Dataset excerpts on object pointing

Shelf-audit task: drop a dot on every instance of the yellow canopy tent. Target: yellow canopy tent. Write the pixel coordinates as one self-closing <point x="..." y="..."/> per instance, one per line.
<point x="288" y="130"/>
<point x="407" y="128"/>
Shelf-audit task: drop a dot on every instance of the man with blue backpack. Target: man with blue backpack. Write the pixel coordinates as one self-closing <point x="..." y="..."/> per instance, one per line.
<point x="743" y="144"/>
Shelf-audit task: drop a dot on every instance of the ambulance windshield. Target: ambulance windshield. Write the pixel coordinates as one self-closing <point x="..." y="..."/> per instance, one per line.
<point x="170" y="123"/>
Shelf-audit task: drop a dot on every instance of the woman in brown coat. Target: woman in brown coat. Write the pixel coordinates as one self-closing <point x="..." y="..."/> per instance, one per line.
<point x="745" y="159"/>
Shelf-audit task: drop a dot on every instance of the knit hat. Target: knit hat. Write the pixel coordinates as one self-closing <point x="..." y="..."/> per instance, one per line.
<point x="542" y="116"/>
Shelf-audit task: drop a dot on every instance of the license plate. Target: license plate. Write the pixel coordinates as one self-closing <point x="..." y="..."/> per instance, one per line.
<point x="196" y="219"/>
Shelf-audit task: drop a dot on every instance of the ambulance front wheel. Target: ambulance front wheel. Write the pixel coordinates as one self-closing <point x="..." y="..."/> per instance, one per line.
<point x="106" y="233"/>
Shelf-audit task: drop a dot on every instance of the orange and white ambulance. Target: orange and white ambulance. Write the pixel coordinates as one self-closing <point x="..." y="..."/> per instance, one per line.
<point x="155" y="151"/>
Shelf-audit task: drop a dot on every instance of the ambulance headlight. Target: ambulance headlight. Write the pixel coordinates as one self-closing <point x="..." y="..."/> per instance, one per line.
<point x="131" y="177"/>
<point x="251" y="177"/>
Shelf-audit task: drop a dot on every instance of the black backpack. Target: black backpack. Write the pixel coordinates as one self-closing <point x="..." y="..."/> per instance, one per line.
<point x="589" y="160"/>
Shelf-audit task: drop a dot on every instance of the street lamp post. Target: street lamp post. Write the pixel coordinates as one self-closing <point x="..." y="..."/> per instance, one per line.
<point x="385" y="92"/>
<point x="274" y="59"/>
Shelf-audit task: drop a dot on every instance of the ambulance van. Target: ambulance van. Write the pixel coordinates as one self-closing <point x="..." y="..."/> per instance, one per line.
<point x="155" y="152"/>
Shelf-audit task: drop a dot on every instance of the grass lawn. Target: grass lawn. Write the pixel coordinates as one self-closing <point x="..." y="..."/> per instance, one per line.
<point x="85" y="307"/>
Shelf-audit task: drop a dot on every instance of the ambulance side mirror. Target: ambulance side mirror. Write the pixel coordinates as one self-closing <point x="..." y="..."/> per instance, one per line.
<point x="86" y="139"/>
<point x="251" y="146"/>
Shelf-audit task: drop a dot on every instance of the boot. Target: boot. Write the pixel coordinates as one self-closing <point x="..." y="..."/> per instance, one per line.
--
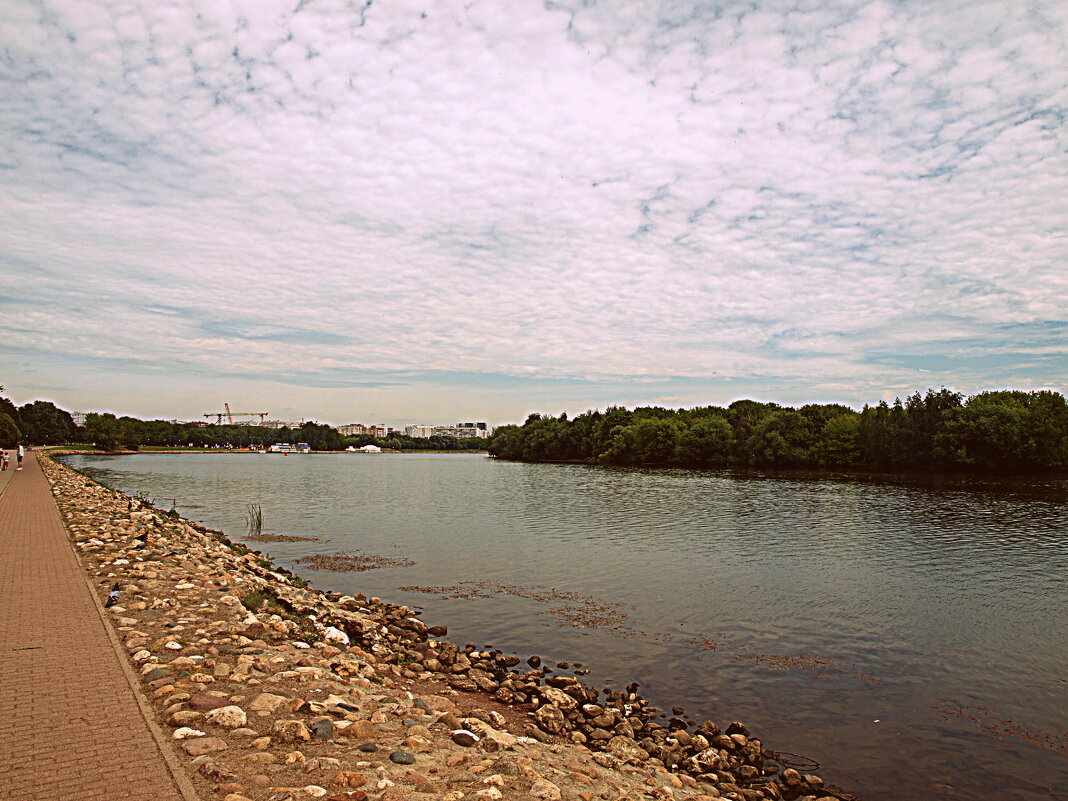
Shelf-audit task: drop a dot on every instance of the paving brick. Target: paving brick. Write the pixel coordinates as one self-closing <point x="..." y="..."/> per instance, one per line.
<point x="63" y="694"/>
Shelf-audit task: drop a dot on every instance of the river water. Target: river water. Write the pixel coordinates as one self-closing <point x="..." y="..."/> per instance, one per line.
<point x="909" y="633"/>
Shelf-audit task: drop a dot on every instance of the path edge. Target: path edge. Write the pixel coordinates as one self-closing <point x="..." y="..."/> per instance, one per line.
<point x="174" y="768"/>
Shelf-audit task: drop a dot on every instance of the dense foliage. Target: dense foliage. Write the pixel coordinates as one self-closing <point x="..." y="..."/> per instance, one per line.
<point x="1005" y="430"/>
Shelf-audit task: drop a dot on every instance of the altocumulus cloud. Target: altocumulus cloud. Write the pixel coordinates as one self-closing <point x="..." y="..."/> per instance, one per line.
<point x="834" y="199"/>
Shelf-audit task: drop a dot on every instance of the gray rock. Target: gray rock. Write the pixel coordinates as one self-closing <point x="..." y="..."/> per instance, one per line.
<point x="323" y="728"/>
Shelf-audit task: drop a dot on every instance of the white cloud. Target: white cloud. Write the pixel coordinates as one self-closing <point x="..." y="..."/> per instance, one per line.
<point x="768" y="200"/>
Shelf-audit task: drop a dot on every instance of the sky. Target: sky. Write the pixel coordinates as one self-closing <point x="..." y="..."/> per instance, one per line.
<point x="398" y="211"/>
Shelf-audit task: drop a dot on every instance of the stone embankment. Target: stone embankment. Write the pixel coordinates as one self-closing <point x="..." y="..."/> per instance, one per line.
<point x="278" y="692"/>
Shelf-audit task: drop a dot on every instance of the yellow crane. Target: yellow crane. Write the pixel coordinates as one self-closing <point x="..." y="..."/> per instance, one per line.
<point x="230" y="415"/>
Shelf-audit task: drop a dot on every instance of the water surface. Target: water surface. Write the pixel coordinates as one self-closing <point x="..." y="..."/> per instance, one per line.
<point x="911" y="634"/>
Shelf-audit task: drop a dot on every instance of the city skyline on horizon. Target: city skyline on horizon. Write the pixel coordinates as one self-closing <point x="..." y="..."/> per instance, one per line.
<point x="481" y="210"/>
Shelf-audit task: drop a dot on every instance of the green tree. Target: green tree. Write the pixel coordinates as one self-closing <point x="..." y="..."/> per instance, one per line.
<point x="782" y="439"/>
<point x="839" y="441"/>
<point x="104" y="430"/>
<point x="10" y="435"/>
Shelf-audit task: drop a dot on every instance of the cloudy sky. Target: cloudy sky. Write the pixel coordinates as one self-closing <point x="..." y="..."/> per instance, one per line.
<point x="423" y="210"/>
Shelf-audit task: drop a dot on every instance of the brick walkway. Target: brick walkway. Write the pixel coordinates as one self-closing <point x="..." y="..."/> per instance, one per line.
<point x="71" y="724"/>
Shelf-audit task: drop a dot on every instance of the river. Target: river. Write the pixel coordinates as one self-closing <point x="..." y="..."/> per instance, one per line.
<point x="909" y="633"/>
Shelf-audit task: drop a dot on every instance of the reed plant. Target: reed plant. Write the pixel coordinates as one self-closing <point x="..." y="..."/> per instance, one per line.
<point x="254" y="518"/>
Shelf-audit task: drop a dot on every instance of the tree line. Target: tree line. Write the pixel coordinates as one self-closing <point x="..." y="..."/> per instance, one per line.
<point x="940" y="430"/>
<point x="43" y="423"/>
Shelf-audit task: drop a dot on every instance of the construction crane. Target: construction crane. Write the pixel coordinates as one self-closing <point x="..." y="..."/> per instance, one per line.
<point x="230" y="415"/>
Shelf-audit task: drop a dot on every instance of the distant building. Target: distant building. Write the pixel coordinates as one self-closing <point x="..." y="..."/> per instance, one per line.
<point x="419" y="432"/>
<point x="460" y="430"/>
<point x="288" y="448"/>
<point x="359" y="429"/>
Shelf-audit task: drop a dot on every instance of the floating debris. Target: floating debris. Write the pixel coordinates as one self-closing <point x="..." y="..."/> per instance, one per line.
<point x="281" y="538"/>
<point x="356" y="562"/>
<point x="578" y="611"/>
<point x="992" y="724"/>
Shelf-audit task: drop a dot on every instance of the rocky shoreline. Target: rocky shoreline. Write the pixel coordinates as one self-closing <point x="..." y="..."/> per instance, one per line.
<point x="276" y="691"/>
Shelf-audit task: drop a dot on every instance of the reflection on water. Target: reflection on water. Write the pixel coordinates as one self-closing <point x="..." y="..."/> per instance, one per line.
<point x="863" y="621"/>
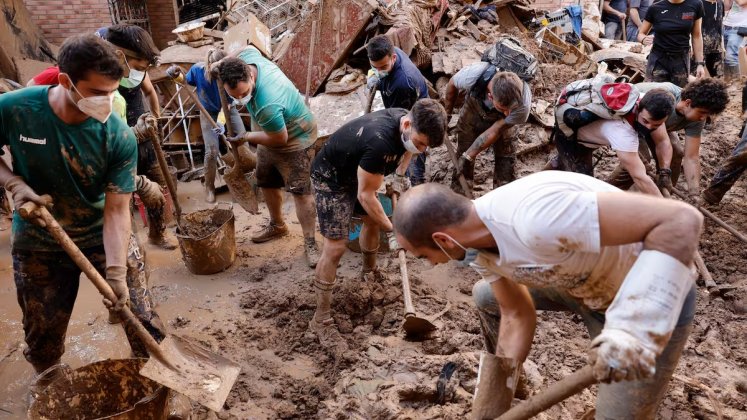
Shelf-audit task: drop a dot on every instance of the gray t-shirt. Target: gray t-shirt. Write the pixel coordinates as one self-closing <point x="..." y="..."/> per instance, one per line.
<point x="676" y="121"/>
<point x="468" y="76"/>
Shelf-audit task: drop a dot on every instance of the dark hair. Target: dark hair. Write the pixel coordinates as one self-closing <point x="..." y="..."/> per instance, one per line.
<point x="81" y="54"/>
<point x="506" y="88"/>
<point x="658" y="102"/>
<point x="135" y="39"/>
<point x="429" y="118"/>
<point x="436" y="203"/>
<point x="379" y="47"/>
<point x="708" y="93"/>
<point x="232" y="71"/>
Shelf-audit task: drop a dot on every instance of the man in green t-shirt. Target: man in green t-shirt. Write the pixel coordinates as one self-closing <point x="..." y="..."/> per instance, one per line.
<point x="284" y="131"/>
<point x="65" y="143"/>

- What the exercise asks
List every line of the data above that contains the word "brick", treating uppercase and lowercase as different.

- Completed exercise
Shelf-audit task: drop a dot on every instance of the paving brick. Target: paving brick. Write the pixel coordinates as one self-closing <point x="..." y="..."/> per instance, one per line.
Shelf-audit task: drop a dot on every instance of the brick walkway. Target: brick walkway. Write the pixel coordinates as one self-closing <point x="..." y="..."/> per instance, one per line.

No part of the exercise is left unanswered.